→ INSTRUCTIONS FOR THE TASK:
If a line of the data below holds the word "white", list it.

→ RECORDED DATA:
################
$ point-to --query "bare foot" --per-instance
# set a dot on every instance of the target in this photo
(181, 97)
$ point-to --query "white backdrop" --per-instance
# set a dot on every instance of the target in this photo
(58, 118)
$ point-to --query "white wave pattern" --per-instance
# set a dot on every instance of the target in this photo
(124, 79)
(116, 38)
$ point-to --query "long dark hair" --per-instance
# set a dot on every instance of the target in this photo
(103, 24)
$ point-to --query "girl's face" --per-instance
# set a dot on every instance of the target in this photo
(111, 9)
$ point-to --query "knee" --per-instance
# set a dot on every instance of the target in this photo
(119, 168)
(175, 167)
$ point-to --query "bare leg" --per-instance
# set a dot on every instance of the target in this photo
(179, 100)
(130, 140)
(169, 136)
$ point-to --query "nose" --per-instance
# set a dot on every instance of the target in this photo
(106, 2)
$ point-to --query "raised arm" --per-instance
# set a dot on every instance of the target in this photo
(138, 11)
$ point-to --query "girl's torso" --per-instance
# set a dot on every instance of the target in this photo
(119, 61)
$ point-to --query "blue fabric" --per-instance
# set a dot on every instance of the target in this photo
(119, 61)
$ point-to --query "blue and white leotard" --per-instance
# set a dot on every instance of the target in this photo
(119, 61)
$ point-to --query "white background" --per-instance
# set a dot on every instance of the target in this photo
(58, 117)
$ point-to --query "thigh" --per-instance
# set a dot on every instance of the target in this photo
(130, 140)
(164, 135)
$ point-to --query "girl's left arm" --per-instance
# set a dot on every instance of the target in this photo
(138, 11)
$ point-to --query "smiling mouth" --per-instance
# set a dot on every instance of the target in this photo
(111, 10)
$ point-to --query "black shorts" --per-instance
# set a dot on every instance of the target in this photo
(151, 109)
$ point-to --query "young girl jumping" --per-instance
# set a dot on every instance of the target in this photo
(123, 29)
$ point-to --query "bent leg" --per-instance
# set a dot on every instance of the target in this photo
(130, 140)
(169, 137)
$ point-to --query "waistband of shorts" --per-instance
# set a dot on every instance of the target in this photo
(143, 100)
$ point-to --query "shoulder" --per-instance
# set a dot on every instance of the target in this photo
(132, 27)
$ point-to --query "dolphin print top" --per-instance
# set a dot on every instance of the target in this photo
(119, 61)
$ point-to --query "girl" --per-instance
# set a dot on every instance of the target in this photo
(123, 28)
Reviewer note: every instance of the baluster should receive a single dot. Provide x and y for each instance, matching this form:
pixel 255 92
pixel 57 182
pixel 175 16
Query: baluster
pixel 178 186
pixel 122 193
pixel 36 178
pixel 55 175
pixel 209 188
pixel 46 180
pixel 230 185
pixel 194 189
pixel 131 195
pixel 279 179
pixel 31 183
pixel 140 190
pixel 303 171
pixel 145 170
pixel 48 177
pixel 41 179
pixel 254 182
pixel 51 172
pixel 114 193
################
→ OUTPUT BELOW:
$ point-to --query "white backdrop" --per-instance
$ point-to --query "white wave pattern" --per-instance
$ point-to --query "blue and white leotard" --per-instance
$ point-to --query "white background" --per-instance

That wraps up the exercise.